Copy out every entry below word for word, leaving the pictures out of your copy.

□ □ □ □ □ □ □

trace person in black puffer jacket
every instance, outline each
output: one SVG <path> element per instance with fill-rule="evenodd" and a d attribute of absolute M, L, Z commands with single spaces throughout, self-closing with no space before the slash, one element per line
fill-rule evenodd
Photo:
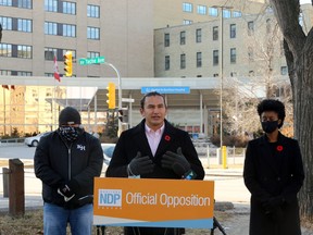
<path fill-rule="evenodd" d="M 99 139 L 86 133 L 79 112 L 66 107 L 59 128 L 40 138 L 35 174 L 42 182 L 43 233 L 91 234 L 93 178 L 100 176 L 103 152 Z"/>

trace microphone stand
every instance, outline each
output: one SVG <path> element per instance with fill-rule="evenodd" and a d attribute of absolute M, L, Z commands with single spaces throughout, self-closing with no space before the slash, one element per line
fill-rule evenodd
<path fill-rule="evenodd" d="M 213 227 L 211 228 L 211 235 L 214 235 L 214 230 L 216 227 L 222 232 L 223 235 L 227 235 L 224 227 L 220 224 L 217 219 L 215 217 L 213 217 Z"/>

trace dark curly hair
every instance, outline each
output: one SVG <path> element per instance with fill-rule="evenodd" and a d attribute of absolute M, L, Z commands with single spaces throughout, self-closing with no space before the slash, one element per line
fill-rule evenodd
<path fill-rule="evenodd" d="M 258 104 L 259 116 L 261 118 L 265 111 L 274 111 L 278 114 L 278 119 L 281 120 L 281 123 L 278 125 L 278 128 L 280 128 L 286 116 L 284 103 L 279 100 L 264 99 Z"/>

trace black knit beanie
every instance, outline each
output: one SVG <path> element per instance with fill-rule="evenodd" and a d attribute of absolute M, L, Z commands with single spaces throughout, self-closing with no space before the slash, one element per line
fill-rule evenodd
<path fill-rule="evenodd" d="M 80 114 L 76 109 L 72 107 L 66 107 L 60 112 L 59 126 L 68 124 L 80 124 L 80 123 L 82 123 Z"/>

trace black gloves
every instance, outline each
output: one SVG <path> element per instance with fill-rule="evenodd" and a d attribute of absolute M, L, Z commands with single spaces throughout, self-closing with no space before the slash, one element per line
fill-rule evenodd
<path fill-rule="evenodd" d="M 137 156 L 127 165 L 128 175 L 148 174 L 153 171 L 154 164 L 149 156 L 141 156 L 138 151 Z"/>
<path fill-rule="evenodd" d="M 181 153 L 181 148 L 177 148 L 177 153 L 166 151 L 161 160 L 162 168 L 171 169 L 175 174 L 183 176 L 190 170 L 190 164 Z"/>
<path fill-rule="evenodd" d="M 67 202 L 75 196 L 74 189 L 75 188 L 77 189 L 78 187 L 79 187 L 78 183 L 75 180 L 73 180 L 70 181 L 67 184 L 62 184 L 58 188 L 58 194 L 63 196 L 64 201 Z"/>

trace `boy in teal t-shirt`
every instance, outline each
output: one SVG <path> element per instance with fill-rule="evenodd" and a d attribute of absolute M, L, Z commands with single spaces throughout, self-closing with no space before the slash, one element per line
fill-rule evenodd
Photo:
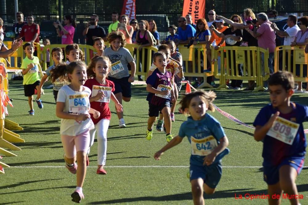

□ □ □ □ □ □ □

* _RESULT FOR THIS TASK_:
trace person in black puffer jacket
every instance, outline each
output: one SVG <path> element per instance with fill-rule="evenodd" and a d attribute of absolute M, L, Z commands with single spaces throughout, self-closing with no space before the slash, one element per line
fill-rule evenodd
Photo:
<path fill-rule="evenodd" d="M 99 139 L 86 133 L 79 112 L 66 107 L 59 128 L 40 138 L 35 174 L 42 182 L 43 233 L 91 234 L 93 178 L 100 176 L 103 152 Z"/>

trace microphone stand
every instance, outline each
output: one SVG <path> element per instance with fill-rule="evenodd" and a d attribute of absolute M, L, Z commands with single spaces throughout, self-closing with no space before the slash, one element per line
fill-rule evenodd
<path fill-rule="evenodd" d="M 213 227 L 211 228 L 211 235 L 214 235 L 214 230 L 216 227 L 222 232 L 223 235 L 227 235 L 224 227 L 220 224 L 217 219 L 215 217 L 213 217 Z"/>

trace dark curly hair
every instance, outline each
output: one SVG <path> element per instance with fill-rule="evenodd" and a d attribute of absolute M, L, Z commands with single spaces throughout, self-closing with no space before the slash, one element per line
fill-rule evenodd
<path fill-rule="evenodd" d="M 258 104 L 259 116 L 261 118 L 265 111 L 274 111 L 278 114 L 278 119 L 281 120 L 281 123 L 278 125 L 278 128 L 280 128 L 286 116 L 284 103 L 279 100 L 264 99 Z"/>

trace black knit beanie
every instance, outline each
output: one SVG <path> element per instance with fill-rule="evenodd" and a d attribute of absolute M, L, Z commands with single spaces throughout, self-closing with no space before the slash, one element per line
fill-rule evenodd
<path fill-rule="evenodd" d="M 80 114 L 76 109 L 72 107 L 66 107 L 60 112 L 59 126 L 68 124 L 80 124 L 80 123 L 82 123 Z"/>

trace black gloves
every instance, outline each
output: one SVG <path> element per instance with fill-rule="evenodd" and a d attribute of absolute M, L, Z commands with single spaces throughout, self-closing with no space before the slash, one element per line
fill-rule evenodd
<path fill-rule="evenodd" d="M 137 156 L 127 165 L 128 175 L 148 174 L 153 171 L 154 164 L 149 156 L 141 156 L 138 151 Z"/>
<path fill-rule="evenodd" d="M 181 153 L 181 148 L 177 148 L 177 153 L 166 151 L 161 160 L 162 168 L 171 169 L 175 174 L 183 176 L 190 170 L 190 164 Z"/>
<path fill-rule="evenodd" d="M 67 202 L 75 196 L 74 189 L 75 188 L 77 189 L 78 187 L 79 187 L 78 183 L 75 180 L 73 180 L 70 181 L 67 184 L 62 184 L 58 188 L 58 194 L 63 196 L 64 201 Z"/>

trace `boy in teal t-shirt`
every instance, outline each
output: one SVG <path> element per instance with fill-rule="evenodd" and a d attribute of absolute M, L, Z commands with single spaces throughout, self-closing with no space before the slash, one element per line
fill-rule evenodd
Photo:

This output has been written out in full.